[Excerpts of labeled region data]
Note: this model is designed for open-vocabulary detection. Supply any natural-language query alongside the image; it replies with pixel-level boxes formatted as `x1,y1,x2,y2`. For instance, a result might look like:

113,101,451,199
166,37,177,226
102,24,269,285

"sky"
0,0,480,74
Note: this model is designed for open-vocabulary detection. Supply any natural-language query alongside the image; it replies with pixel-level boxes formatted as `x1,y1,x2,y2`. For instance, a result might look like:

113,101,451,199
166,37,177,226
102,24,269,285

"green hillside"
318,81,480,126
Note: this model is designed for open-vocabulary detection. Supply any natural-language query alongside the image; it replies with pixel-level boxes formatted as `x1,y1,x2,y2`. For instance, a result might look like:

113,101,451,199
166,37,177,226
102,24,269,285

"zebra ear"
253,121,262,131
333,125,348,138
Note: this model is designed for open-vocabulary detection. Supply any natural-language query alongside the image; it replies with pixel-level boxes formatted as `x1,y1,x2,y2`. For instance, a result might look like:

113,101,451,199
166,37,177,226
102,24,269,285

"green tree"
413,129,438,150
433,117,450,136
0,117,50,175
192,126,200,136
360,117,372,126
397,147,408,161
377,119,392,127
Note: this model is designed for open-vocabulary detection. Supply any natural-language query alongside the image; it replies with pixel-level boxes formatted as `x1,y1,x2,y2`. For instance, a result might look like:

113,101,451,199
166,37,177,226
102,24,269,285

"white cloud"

» REQUIRED TASK:
Please return all of the records above word for word, without changing anything.

» EXPECTED OUTPUT:
Note: this model is designed for open-vocabulary detection. Supply any natural-language query alongside the image; it replies with pixel-level boxes formatted as `x1,y1,x2,y2`. For instance, a result might look like:

113,101,451,199
166,37,177,226
102,24,269,285

"sky"
0,0,480,74
Note: this model is designed for open-vocabulary detection. Supply any natural-language query alongside the image; it replies with pixel-level boxes formatted as `x1,y1,x2,y2`. For instance, a result might look like:

113,101,451,199
166,37,177,226
102,24,269,285

"green hillside"
318,81,480,126
Note: this model is designed for open-vocabulary detection. Supply any natural-language query alongside the image; it replies with pixel-level boxes formatted as `x1,y1,x2,y2`. For instance, a result might look like:

113,101,451,199
166,37,177,226
102,24,269,285

"zebra ear"
253,121,262,131
333,125,348,138
Note: this model is designed for open-vocabulary detection. Supply any natural-language query alongside the image; it replies with pixel-level boxes formatted as `x1,y1,x2,y2`. For instance, a result might look like:

113,101,451,199
166,37,177,226
102,24,269,285

"green tree"
413,129,438,150
433,117,450,136
0,117,50,175
192,126,200,136
360,117,372,126
397,147,408,161
377,119,392,127
Note: this model is designed for open-vocabulary detection. Supply any natural-language query alongside the image; it replies with pixel-level boxes formatted as `x1,y1,x2,y2`. For instance, a result might look like:

113,101,451,199
166,37,177,226
102,24,269,285

"white cloud"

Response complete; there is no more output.